Source –
━━━

Literacy Practices Contain Elements English Language Essay
|✅ Paper Type: Free Essay||✅ Subject: English Language|
|✅ Wordcount: 2219 words||✅ Published: 1st Jan 2015|
In this essay I will attempt to give some of my own examples of literary practices and why I consider them to be creative, linking them to examples from the study material and where relevant build on my knowledge of Carter and make reference to a few of his ideas and theories and weigh them out in said discussion.
I shall start off by first explaining what literacy practices are and where we can find them and conclude by giving some examples of my own personal experience.
Literacy practices is the way in which people interact with texts and the meanings these hold for them and how these are tied up with individual identity, personal relationships, community membership, religious practices and political manoeuvring. They are influenced by affordances and constraints with technological and socio-historical/cultural factors. These will change and shift as part of technological advances and changes in the social world e.g. in the recognition of social space in households (Cruickshank 2001).
Some examples of literacy domains are home, work and social networks and examples of literacy practices are letter reading, filing, writing, diary writing, list making, newspaper reading and even filling a lottery slip.
A further relevant term named multiple literacy i.e. is a diverse range of competences which include text literacy, media literacy, information literacy, computer literacy, visual literacy, multicultural literacy, emotional literacy, etc.
The essay will also show that creativity is dependent and emergent from the creative literacy practices through which texts are constructed and that the way such a text is read is also considered creativity. There are several examples of literary creativity in everyday life.
However I shall mostly be using my own examples and explaining why I find them literary and/or creative.
An autobiography is something that most of us think of as “creative writing” because it is a memory of somebody’s past life. One writes about these memories perhaps first by writing letters, then a short story until eventually it emerges into a fully fledge book of its own.
But literacy doesn’t necessarily have to be a word; it might as well be a sign that we associate something with, like a McDonald’s or restaurant sign which children will instantly associate it with.
This so-called understanding of “environmental print” is recognised by children long before individual letters are known, so a child will recognize a McDonald’s burger bar sign much earlier before it can actually read the word as a whole. This phenomenon is called “emergent literacy” and children will notice words, colours, signs, and numbers and gradually begin to recognise their true meaning and start to experiment by copying or trying to describe them on a piece of paper with coloured pens, etc.

━━━

Supplied material –
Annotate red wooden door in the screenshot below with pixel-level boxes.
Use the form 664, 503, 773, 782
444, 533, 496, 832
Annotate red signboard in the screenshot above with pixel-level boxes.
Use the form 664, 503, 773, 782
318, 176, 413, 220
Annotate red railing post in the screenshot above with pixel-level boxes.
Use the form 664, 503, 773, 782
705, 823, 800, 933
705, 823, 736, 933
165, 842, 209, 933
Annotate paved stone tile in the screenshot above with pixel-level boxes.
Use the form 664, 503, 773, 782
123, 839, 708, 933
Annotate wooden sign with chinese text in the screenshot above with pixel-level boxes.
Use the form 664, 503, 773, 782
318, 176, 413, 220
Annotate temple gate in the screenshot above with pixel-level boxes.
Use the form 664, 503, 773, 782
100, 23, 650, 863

━━━

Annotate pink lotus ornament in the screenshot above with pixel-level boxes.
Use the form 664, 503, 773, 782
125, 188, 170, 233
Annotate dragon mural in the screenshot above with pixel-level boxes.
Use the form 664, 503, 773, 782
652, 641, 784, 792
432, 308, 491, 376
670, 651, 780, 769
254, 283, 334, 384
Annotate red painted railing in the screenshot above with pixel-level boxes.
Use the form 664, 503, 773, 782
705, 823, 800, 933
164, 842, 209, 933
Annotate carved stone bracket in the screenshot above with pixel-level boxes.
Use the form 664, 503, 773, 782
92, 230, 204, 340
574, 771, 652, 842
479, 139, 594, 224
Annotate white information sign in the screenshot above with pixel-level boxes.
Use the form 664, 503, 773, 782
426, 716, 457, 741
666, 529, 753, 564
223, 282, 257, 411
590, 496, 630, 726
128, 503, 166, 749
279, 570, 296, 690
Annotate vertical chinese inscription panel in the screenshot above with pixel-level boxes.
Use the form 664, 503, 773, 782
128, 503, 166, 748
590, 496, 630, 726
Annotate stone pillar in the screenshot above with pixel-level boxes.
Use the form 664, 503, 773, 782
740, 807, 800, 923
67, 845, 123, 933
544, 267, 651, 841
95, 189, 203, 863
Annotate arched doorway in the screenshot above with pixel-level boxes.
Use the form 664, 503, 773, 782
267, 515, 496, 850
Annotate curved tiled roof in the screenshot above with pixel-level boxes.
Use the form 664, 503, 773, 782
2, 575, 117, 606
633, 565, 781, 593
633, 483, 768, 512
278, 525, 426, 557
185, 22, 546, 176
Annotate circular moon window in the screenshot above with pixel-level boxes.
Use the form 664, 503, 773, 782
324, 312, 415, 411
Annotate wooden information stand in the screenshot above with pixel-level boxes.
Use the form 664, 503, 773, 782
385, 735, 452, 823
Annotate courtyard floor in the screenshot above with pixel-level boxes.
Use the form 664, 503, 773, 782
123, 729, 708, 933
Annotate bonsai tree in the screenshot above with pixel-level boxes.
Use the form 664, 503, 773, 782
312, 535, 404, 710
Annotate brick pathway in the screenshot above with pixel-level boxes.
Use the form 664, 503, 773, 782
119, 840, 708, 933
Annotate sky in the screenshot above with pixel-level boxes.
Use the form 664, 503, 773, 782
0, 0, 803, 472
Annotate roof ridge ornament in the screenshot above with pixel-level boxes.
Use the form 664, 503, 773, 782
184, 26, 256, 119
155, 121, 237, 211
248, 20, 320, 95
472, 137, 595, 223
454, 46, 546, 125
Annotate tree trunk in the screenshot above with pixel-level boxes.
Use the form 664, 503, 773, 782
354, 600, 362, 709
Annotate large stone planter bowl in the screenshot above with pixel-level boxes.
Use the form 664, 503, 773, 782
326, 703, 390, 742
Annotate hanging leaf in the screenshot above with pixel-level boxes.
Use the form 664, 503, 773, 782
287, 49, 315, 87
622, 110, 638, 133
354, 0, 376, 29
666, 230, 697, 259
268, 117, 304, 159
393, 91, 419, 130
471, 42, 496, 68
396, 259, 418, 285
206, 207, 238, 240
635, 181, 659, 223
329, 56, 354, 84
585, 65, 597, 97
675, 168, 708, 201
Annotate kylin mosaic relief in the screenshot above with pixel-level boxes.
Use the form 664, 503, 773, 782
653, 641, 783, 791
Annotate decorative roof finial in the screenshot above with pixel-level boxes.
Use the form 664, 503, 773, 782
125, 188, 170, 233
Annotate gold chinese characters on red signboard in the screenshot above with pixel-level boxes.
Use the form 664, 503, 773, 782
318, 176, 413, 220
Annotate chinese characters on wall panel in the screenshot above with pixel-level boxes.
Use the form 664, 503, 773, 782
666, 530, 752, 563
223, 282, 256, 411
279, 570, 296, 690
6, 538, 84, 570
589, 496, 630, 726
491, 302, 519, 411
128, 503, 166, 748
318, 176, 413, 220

━━━

Written task 1 –
Summarize the essay on literacy practices in two sentences.
Written task 2 –
In the essay on literacy practices, list every example of a literacy practice given in the sentence that begins "Some examples of literacy domains are home, work and social networks".
Written task 3 –
Carry the essay on literacy practices forward from its last sentence.
The items are separate material and have no connection to the essay.

Written response 1 –
Literacy practices are the ways people interact with texts and the meanings these hold for them, shaped by technological and socio-historical factors, and they include activities such as diary writing and list making within domains like home, work and social networks. The essay holds that creativity emerges from such practices, and it notes that children recognize environmental print such as a McDonald's sign before they can read the word, a phenomenon called emergent literacy.

Written response 2 –
letter reading, filing, writing, diary writing, list making, newspaper reading, filling a lottery slip

Written response 3 –
Carter (1999) identified three models of literariness:
The inherency model, which embeds particular properties of language. Literary language is regarded distinct from more practical uses of language which highlights language itself.
The socio-cultural model views literariness as socially and culturally determined, e.g. drawing attention that conceptions of literature will vary historically and culturally. Eagleton (1996) “There is nothing distinctive about literary language; any text can be seen as literature if it is defined as such.”
And finally, the cognitive model, which relates literary language to mental processes.
“Linguistic repetition derives from a basic human drive to repeat and is a kind of cognitive argument”, (Tannen 1989) whereas Cook (1994:4) believes that literary texts have an effect on the mind and help us to think in new ways and refresh and change our representations of the world.
Gibbs (1994) states human language and human understanding often are metaphorical and that literary metaphor will carry on and extend everyday metaphorical notions.
Carter believes creativity” is commonly regarded as a process that will result in solution or identification of problems, usually a result of a process of divergent and innovative thinking. (Carter, 2008. p.48)
The answer to where we find creativity in language is a broad expression in my opinion, because there are so many places where we would find language creativity in everyday context. However for the sake of example I have decided to give the example of language creativity made by young children because they are still learning how to use language properly and by doing so come up with expressions which really could be considered “creative”. So to answer where we find creative language we do not have to look far, we simply have to speak with small children because as they are still learning the rules of correct language grammar, they tend to “invent” new forms of grammar or more correctly, adopt and transmit it into their sentences. For example using flyed instead of flew or biccik instead of biscuit. This is a term I picked up from my younger cousin when he was around 2 years old.
“Creativity will nearly always depend on the intentions and inferences of the participants” is a statement from Carter. (Carter, 2008)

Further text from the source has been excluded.